[Extract to read]
((

Spatially-Resolved in situ Chromatin Condensation State

In addition to quantifying and spatially resolving chromatin condensation state during physiological and pathological changes, the ability to investigate chromatin condensation state in the context of ongoing functional processes enables us to study the role of these deeper layers of genome function in facilitating nuclear organization. Previous work has highlighted the role of chromatin in serving to nucleate de novo formation of functional sites within the nucleus, thereby lending credibility to the idea that the nucleus is a self-organizing system.[3] FLIM provides the means to investigate the interrelation of chromatin structure and organization with function in the nucleus through the enhanced spatial resolution.

))

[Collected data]

((

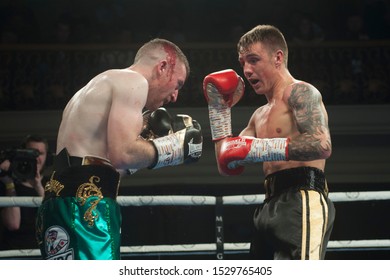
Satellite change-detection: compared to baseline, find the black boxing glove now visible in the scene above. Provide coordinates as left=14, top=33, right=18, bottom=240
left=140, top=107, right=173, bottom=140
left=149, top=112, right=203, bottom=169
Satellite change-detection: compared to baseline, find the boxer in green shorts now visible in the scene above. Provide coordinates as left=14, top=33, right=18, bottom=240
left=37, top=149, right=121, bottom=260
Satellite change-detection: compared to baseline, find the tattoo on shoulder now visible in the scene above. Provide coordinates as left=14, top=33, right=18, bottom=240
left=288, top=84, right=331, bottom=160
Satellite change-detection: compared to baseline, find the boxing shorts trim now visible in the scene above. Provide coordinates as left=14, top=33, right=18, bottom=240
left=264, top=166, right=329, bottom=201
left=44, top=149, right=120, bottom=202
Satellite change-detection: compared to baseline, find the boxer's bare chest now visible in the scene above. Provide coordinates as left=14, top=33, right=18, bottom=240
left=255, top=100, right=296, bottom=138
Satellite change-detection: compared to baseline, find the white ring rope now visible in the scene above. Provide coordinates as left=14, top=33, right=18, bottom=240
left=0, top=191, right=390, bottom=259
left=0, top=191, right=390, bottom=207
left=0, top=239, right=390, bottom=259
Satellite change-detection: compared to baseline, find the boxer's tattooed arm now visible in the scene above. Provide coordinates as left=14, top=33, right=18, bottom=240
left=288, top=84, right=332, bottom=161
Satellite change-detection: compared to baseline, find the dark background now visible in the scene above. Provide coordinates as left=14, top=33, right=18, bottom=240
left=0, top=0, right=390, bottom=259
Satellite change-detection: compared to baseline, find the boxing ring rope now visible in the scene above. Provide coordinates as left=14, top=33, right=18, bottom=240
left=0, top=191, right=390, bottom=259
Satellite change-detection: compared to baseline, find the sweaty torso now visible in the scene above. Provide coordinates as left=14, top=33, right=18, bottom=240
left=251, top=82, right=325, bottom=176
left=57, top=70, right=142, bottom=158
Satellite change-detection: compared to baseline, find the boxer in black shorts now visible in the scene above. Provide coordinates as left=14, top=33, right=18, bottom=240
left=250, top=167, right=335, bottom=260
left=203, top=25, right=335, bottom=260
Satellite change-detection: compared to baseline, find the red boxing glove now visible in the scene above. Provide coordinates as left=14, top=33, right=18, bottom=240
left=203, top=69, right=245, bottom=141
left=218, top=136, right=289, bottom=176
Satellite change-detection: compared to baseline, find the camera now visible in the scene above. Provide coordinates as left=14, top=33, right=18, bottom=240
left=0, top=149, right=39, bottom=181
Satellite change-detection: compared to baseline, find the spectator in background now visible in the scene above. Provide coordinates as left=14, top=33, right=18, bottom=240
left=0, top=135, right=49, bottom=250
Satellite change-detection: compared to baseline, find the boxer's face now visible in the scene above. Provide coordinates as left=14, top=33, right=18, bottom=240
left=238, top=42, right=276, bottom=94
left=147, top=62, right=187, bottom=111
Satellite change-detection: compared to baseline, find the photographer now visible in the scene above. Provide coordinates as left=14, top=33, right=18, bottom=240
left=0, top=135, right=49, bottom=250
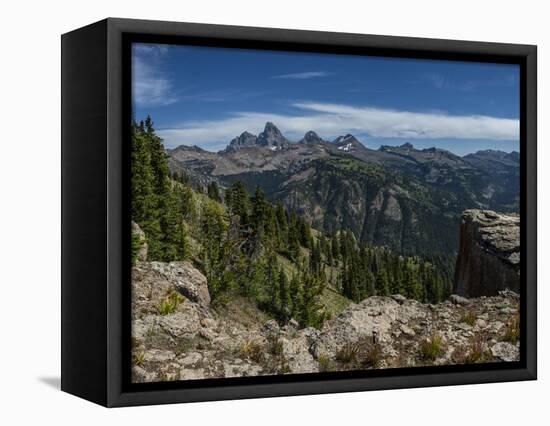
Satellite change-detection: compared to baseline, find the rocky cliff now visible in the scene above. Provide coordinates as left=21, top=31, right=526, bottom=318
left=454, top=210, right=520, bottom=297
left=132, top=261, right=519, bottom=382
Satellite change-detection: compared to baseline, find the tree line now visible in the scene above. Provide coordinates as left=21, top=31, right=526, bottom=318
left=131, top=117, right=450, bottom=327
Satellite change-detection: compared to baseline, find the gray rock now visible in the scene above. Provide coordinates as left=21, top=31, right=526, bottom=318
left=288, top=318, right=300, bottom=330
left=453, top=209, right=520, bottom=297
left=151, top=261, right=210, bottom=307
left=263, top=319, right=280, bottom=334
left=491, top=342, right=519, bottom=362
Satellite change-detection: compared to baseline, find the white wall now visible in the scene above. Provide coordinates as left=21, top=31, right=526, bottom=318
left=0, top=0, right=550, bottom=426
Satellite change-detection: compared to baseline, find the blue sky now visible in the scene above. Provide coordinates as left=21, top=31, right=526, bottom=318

))
((

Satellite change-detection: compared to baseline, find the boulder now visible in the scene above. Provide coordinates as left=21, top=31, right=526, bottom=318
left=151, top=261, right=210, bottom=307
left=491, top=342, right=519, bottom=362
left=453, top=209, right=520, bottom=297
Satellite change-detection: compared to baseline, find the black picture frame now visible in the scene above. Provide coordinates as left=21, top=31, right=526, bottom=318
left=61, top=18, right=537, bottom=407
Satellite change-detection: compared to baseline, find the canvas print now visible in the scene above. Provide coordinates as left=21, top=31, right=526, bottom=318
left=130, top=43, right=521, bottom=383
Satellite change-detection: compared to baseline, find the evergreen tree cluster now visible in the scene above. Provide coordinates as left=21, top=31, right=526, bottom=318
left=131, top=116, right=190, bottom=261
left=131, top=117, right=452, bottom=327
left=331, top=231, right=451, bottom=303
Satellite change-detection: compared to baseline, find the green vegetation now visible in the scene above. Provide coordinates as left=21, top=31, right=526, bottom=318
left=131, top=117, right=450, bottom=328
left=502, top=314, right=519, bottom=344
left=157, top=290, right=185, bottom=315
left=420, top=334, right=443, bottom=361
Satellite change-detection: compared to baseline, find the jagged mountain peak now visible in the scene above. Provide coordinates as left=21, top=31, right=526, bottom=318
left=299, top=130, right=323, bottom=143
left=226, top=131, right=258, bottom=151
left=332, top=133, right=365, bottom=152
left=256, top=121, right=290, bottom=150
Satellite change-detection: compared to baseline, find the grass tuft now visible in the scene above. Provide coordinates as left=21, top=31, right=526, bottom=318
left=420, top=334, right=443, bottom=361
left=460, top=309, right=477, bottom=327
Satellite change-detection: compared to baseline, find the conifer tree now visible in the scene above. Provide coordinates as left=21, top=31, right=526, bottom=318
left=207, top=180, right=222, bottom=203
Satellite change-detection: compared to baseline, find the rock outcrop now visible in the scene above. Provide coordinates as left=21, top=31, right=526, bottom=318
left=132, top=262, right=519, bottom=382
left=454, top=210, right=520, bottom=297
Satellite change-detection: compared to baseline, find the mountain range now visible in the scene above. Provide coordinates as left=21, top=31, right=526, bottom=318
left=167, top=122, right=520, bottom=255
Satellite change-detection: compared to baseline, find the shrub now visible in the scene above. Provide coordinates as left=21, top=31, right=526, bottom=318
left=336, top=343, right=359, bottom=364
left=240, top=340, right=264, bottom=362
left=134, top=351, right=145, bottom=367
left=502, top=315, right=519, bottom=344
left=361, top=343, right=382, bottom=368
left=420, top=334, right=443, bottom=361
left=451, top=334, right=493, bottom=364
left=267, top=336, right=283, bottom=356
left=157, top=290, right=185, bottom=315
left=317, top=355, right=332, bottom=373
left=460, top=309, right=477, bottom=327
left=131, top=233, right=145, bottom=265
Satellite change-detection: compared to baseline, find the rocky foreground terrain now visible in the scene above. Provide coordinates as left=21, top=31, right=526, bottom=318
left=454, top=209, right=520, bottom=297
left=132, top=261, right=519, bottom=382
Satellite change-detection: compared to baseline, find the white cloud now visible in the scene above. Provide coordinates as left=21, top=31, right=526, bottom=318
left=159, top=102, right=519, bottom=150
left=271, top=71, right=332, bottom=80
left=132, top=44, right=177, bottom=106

))
((

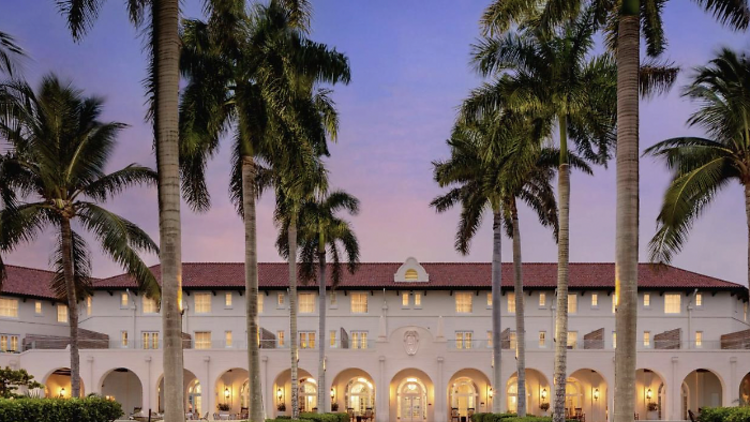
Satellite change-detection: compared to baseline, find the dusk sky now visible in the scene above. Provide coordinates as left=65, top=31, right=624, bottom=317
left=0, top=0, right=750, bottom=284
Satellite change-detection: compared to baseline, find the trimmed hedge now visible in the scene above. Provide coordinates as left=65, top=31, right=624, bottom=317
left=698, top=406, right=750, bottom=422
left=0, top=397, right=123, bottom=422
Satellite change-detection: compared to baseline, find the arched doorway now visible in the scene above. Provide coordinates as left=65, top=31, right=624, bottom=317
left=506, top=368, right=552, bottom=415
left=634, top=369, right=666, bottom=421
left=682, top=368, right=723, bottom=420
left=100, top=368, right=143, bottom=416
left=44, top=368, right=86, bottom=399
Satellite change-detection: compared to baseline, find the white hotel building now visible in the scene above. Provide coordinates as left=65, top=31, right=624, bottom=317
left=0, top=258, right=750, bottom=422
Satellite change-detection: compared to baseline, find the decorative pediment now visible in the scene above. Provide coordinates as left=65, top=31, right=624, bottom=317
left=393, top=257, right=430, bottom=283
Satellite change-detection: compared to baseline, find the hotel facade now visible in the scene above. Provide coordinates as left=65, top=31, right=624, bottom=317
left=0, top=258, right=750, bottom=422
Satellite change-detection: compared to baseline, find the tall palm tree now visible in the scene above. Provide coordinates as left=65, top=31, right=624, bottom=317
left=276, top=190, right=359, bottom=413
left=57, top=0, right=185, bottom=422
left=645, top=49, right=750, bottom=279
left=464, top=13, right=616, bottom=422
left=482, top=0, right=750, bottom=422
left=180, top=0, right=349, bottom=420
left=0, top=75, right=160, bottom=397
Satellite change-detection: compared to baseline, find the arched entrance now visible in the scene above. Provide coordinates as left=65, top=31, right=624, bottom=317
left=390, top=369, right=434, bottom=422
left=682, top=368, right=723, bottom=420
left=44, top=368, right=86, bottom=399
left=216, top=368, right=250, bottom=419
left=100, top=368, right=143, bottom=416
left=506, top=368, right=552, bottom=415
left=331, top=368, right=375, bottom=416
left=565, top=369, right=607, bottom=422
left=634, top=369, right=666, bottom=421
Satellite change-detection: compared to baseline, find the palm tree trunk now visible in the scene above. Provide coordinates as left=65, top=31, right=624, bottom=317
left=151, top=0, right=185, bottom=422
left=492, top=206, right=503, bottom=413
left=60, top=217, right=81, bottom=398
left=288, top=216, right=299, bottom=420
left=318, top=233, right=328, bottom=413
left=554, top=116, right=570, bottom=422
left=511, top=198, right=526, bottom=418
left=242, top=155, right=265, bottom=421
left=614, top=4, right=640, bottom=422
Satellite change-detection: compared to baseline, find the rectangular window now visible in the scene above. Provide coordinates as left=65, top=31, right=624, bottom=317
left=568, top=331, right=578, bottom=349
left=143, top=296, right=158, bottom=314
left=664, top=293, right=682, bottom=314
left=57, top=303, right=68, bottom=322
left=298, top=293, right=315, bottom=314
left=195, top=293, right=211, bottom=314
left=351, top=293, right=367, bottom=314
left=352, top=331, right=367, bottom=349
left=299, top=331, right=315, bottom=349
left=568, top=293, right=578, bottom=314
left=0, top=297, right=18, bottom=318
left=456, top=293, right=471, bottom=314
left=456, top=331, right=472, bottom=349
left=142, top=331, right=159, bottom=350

))

[Study questions]
**1.** In the chromatin condensation passage, what kind of system is the nucleus suggested to be?
**2.** In the chromatin condensation passage, which things does FLIM let researchers study the interrelation of?
**3.** According to the chromatin condensation passage, why does previous work support the idea that the nucleus is a self-organizing system?
You can ignore the records.

[Answers to the exercises]
**1.** A self-organizing system.

**2.** Chromatin structure, chromatin organization, and function in the nucleus.

**3.** Previous work showed that chromatin helps nucleate the de novo formation of functional sites within the nucleus. This lends credibility to the idea that the nucleus organizes itself.